> **Exercise**:
Format all of the data below as a JSON list of strings, one string for each line, with blank lines omitted. Leave the pictures out of the answer.

> **Extracted material**:
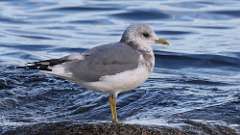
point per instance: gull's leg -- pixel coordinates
(112, 102)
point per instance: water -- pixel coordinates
(197, 77)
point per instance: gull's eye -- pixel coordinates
(145, 34)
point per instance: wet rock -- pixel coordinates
(70, 128)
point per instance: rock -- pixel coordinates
(70, 128)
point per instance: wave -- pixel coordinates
(184, 60)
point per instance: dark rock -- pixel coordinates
(70, 128)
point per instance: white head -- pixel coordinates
(141, 36)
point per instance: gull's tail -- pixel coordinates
(45, 64)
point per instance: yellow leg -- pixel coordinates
(112, 102)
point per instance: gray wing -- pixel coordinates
(97, 62)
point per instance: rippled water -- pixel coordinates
(197, 77)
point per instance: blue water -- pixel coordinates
(197, 77)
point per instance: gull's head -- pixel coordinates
(141, 35)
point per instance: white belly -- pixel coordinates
(123, 81)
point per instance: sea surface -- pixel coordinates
(197, 77)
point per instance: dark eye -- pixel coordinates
(146, 35)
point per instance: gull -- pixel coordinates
(110, 68)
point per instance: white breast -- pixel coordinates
(123, 81)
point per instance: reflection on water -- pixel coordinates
(197, 77)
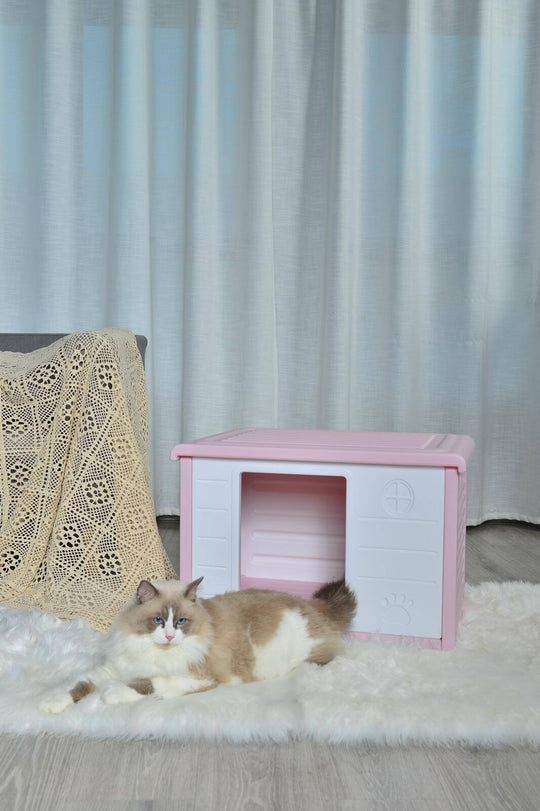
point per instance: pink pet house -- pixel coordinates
(292, 509)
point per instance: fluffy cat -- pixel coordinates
(169, 642)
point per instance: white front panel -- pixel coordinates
(394, 539)
(214, 539)
(394, 549)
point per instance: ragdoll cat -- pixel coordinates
(169, 642)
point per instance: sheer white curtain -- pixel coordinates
(321, 213)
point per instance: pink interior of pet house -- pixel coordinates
(292, 509)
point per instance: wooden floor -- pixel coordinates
(48, 772)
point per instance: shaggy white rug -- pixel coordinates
(485, 692)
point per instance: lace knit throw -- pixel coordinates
(77, 522)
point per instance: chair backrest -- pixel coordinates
(29, 341)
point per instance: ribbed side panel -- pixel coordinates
(461, 542)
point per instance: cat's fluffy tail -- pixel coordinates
(341, 603)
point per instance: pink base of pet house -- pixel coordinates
(292, 509)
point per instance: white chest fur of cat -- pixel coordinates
(169, 642)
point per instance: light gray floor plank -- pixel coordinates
(47, 773)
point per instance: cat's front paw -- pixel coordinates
(120, 694)
(56, 703)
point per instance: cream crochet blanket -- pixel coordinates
(77, 522)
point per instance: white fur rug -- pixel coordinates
(485, 692)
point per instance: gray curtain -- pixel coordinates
(321, 213)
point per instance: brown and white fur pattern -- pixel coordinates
(169, 642)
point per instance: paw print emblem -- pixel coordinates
(396, 610)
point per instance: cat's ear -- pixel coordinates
(145, 592)
(191, 589)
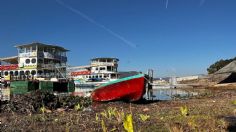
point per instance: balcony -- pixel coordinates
(9, 67)
(103, 63)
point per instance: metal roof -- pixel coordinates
(43, 45)
(11, 59)
(99, 58)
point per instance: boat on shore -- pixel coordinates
(129, 88)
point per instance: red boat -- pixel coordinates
(129, 88)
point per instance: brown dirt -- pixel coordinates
(214, 109)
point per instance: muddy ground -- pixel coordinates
(213, 109)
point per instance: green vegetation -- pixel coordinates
(207, 112)
(218, 65)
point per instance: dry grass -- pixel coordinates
(210, 111)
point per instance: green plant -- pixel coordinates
(184, 111)
(104, 114)
(104, 129)
(111, 112)
(128, 123)
(234, 102)
(119, 115)
(96, 117)
(144, 117)
(42, 109)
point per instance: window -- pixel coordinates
(33, 60)
(34, 48)
(108, 68)
(40, 72)
(6, 73)
(27, 72)
(16, 73)
(27, 61)
(33, 72)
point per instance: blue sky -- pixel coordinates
(174, 37)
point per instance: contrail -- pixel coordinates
(167, 2)
(127, 42)
(202, 2)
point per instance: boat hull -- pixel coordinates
(131, 89)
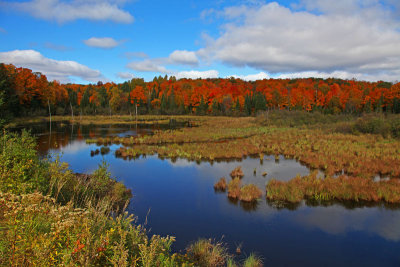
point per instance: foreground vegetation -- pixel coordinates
(50, 216)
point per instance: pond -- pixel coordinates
(176, 197)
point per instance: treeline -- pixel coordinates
(23, 93)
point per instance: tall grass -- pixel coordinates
(342, 188)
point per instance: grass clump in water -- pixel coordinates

> **Solution to the exercise**:
[
  "point per instance: gull's leg -- pixel coordinates",
  "(112, 102)",
  "point per instance: water -- pixel coordinates",
  "(197, 77)",
  "point per instance: gull's eye -- pixel coordinates",
  "(145, 34)",
  "point per instance: wet rock -- pixel coordinates",
  "(70, 128)",
  "point per instance: rock -- pixel coordinates",
  "(70, 128)",
  "point per instance: wave -- pixel coordinates",
  "(184, 60)",
  "point per instance: dark rock -- pixel coordinates",
  "(70, 128)",
  "point per instance: white head -- pixel coordinates",
  "(141, 36)",
  "point per instance: gull's tail -- pixel coordinates",
  "(45, 64)",
  "point per instance: yellow leg -- pixel coordinates",
  "(112, 102)",
  "point per instance: gray wing -- pixel coordinates",
  "(97, 62)",
  "point per instance: rippled water -- pixel coordinates",
  "(197, 77)",
  "point per instance: blue water -- pixel coordinates",
  "(197, 77)",
  "point per instance: gull's head -- pixel coordinates",
  "(141, 35)",
  "point per instance: white belly -- pixel coordinates",
  "(123, 81)",
  "point per instance: sea surface -- pixel coordinates",
  "(197, 77)",
  "point per instance: dark eye -- pixel coordinates",
  "(146, 35)",
  "point per instance: gull -- pixel coordinates",
  "(110, 68)",
  "point per instance: white breast -- pixel coordinates",
  "(123, 81)",
  "point per instance: reflection on water -- pixel coordinates",
  "(197, 77)",
  "point per instance: pink pet house -- pixel coordinates",
  "(292, 509)",
  "point per instance: fluffy cat -- pixel coordinates",
  "(169, 642)",
  "point per instance: white front panel -- pixel coordinates",
  "(394, 539)",
  "(214, 539)",
  "(394, 549)",
  "point per instance: ragdoll cat -- pixel coordinates",
  "(169, 642)",
  "point per instance: sheer white curtain -- pixel coordinates",
  "(321, 213)",
  "point per instance: pink interior of pet house -- pixel coordinates",
  "(292, 509)",
  "point per instance: wooden floor -- pixel coordinates",
  "(48, 772)",
  "point per instance: shaggy white rug -- pixel coordinates",
  "(485, 692)",
  "point per instance: lace knit throw -- pixel coordinates",
  "(77, 522)",
  "point per instance: chair backrest -- pixel coordinates",
  "(29, 341)",
  "point per instance: ribbed side panel -- pixel coordinates",
  "(461, 542)",
  "point per instance: cat's fluffy tail -- pixel coordinates",
  "(341, 603)",
  "point per instance: pink base of pet house -- pixel coordinates",
  "(292, 509)",
  "point per instance: white chest fur of cat -- pixel coordinates",
  "(169, 642)",
  "point per instance: light gray floor plank -- pixel coordinates",
  "(47, 773)",
  "point per instance: cat's front paw -- pixel coordinates",
  "(120, 694)",
  "(56, 703)",
  "point per instance: cream crochet blanket -- pixel coordinates",
  "(77, 522)",
  "point per instance: white fur rug -- pixel coordinates",
  "(485, 692)",
  "point per instance: gray curtain -- pixel coordinates",
  "(321, 213)",
  "point per instance: brown and white fur pattern -- pixel coordinates",
  "(169, 642)",
  "point per instance: paw print emblem -- pixel coordinates",
  "(396, 610)",
  "point per instance: cat's ear -- pixel coordinates",
  "(145, 592)",
  "(191, 589)",
  "point per instance: balcony -- pixel coordinates",
  "(9, 67)",
  "(103, 63)",
  "point per instance: metal roof -- pixel coordinates",
  "(43, 45)",
  "(11, 59)",
  "(99, 58)",
  "point per instance: boat on shore -- pixel coordinates",
  "(129, 88)",
  "point per instance: red boat -- pixel coordinates",
  "(129, 88)",
  "point per instance: brown dirt -- pixel coordinates",
  "(214, 109)",
  "point per instance: muddy ground -- pixel coordinates",
  "(213, 109)",
  "point per instance: green vegetation -- pixel coordinates",
  "(207, 112)",
  "(218, 65)",
  "point per instance: dry grass -- pixel coordinates",
  "(210, 111)",
  "point per instance: green plant -- pixel coordinates",
  "(184, 111)",
  "(104, 114)",
  "(104, 129)",
  "(111, 112)",
  "(128, 123)",
  "(234, 102)",
  "(119, 115)",
  "(96, 117)",
  "(144, 117)",
  "(42, 109)",
  "point per instance: window -- pixel coordinates",
  "(33, 60)",
  "(34, 48)",
  "(108, 68)",
  "(40, 72)",
  "(6, 73)",
  "(27, 72)",
  "(16, 73)",
  "(27, 61)",
  "(33, 72)",
  "point per instance: blue sky -- pixel coordinates",
  "(174, 37)",
  "point per instance: contrail -- pixel coordinates",
  "(167, 2)",
  "(127, 42)",
  "(202, 2)",
  "point per instance: boat hull -- pixel coordinates",
  "(131, 89)",
  "point per instance: foreground vegetation -- pixel coordinates",
  "(50, 216)",
  "point per instance: pond -- pixel coordinates",
  "(176, 197)",
  "point per instance: treeline -- pixel coordinates",
  "(23, 93)",
  "point per instance: tall grass -- pixel coordinates",
  "(342, 188)",
  "point per instance: grass clump in water -- pixel coordinates"
]